#### Task to complete
From the entries below, copy exactly the lines from the one that contains "Exercise. Locate the man" through the one that contains "Exercise. Locate the blue", both included, and only those.

■ ■ ■ ■ ■ ■ ■

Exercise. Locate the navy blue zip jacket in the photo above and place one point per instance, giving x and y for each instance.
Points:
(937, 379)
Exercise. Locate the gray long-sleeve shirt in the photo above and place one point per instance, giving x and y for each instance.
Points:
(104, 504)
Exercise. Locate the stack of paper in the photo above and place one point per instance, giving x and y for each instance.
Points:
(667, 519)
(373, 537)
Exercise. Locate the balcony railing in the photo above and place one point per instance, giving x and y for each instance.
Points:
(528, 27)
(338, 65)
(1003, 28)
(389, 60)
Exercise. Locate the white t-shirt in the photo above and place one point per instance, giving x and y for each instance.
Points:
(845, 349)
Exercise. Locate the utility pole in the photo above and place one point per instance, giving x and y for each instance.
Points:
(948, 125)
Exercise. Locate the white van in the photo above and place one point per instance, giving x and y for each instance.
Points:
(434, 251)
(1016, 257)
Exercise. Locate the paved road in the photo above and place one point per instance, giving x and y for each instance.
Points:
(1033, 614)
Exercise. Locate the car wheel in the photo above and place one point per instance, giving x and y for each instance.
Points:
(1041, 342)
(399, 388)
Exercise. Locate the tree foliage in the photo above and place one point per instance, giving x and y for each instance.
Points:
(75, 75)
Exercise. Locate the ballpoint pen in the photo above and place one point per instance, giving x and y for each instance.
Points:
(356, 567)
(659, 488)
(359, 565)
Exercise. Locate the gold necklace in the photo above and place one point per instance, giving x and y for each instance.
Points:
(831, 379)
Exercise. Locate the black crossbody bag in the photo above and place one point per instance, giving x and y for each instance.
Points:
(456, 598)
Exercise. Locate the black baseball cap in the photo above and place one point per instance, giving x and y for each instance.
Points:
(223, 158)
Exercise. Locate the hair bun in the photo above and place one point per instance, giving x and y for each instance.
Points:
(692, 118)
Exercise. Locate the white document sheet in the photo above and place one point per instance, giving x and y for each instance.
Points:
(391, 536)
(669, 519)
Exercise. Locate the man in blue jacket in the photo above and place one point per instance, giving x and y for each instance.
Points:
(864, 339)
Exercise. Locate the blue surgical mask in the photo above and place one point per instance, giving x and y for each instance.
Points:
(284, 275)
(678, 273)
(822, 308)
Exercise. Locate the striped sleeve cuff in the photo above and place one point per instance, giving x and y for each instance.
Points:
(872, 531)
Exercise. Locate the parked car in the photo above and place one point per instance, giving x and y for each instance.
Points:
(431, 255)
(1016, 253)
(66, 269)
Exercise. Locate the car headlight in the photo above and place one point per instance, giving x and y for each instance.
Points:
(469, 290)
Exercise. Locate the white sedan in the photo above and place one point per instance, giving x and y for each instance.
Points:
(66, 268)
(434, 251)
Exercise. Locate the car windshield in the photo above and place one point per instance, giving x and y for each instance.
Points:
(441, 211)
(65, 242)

■ ■ ■ ■ ■ ■ ■

#### Output for this exercise
Exercise. Locate the man in blue jacket in the photo above and place one point per instance, giving x and y for each instance.
Points:
(864, 339)
Exercise. Locate the blue surgical mask in the photo above and place one point per instance, giving x and y for each instance.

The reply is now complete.